> Task statement:
When a line in the entries contains the word "divider", copy that line in full.

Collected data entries
▼
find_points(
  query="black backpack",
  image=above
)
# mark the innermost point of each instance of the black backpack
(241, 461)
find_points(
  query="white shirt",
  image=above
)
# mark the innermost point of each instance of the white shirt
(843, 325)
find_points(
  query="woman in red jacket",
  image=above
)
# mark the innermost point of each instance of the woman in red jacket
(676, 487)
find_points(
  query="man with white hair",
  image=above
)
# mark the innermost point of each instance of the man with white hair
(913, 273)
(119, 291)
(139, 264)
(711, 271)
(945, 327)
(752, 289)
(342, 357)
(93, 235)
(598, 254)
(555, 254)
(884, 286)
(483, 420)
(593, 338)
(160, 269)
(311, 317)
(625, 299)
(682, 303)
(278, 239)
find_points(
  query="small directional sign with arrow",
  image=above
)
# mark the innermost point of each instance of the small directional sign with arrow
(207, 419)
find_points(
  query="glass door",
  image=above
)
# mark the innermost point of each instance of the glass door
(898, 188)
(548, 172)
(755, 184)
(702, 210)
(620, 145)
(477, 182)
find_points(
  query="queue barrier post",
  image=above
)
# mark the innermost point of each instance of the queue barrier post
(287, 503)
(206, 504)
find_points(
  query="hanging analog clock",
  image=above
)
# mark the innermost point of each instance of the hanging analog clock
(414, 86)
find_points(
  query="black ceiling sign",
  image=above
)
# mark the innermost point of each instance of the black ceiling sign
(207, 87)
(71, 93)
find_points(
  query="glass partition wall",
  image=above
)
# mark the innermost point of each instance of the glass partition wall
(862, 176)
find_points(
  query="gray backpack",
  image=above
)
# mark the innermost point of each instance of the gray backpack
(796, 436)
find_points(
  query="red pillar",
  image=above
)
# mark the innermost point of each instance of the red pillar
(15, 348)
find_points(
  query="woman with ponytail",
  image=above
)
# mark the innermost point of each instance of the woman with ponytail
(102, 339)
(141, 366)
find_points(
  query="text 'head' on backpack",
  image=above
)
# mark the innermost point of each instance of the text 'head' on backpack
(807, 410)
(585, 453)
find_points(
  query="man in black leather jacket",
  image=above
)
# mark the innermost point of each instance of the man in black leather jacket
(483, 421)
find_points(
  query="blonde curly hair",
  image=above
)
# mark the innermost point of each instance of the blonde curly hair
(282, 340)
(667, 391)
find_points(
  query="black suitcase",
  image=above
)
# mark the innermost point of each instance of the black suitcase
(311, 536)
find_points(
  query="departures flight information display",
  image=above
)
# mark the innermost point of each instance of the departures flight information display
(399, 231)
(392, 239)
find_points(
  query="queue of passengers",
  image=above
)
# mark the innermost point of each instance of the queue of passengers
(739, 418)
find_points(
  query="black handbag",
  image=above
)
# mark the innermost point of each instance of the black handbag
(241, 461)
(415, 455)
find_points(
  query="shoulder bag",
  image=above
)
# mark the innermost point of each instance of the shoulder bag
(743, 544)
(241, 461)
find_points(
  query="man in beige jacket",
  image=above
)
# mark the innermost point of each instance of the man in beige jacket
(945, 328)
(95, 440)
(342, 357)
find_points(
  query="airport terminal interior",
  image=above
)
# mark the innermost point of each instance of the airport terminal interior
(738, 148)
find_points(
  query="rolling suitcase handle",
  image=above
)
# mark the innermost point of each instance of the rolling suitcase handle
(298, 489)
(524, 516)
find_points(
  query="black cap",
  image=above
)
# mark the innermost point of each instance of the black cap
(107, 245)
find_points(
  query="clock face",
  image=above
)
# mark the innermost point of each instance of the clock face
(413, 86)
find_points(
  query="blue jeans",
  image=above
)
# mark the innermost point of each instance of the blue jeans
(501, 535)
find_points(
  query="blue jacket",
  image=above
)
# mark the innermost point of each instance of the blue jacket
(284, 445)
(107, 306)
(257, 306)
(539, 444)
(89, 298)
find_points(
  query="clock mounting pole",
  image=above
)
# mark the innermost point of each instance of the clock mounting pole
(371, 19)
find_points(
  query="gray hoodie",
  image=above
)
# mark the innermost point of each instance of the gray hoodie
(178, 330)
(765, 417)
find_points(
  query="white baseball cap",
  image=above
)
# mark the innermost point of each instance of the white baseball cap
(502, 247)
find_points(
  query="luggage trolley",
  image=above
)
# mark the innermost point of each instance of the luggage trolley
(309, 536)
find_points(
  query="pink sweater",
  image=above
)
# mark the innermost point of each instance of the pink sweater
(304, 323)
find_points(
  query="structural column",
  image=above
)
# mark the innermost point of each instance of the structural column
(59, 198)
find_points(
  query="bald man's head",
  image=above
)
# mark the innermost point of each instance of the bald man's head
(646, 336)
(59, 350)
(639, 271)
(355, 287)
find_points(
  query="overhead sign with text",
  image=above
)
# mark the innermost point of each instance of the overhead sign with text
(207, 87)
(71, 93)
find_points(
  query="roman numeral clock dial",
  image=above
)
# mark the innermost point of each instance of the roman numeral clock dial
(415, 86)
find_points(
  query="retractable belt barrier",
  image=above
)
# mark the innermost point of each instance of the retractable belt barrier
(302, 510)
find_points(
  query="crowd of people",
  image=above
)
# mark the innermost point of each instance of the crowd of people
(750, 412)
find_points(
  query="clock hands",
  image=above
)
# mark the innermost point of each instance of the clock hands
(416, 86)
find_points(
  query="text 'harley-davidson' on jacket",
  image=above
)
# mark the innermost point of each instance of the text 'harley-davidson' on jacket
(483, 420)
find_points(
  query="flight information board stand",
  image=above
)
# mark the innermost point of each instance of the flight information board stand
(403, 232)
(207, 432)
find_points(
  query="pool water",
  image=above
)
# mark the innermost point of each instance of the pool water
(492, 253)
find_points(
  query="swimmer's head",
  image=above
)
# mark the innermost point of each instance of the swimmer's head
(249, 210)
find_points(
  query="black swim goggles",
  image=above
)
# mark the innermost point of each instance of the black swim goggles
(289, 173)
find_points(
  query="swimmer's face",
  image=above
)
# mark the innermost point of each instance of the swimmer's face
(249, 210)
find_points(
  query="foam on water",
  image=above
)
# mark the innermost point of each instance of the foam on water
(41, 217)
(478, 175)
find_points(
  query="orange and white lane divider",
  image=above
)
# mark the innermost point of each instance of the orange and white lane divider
▲
> Solved problem:
  query="orange and white lane divider",
# mark the innermost point of each instance of the orange and white lane divider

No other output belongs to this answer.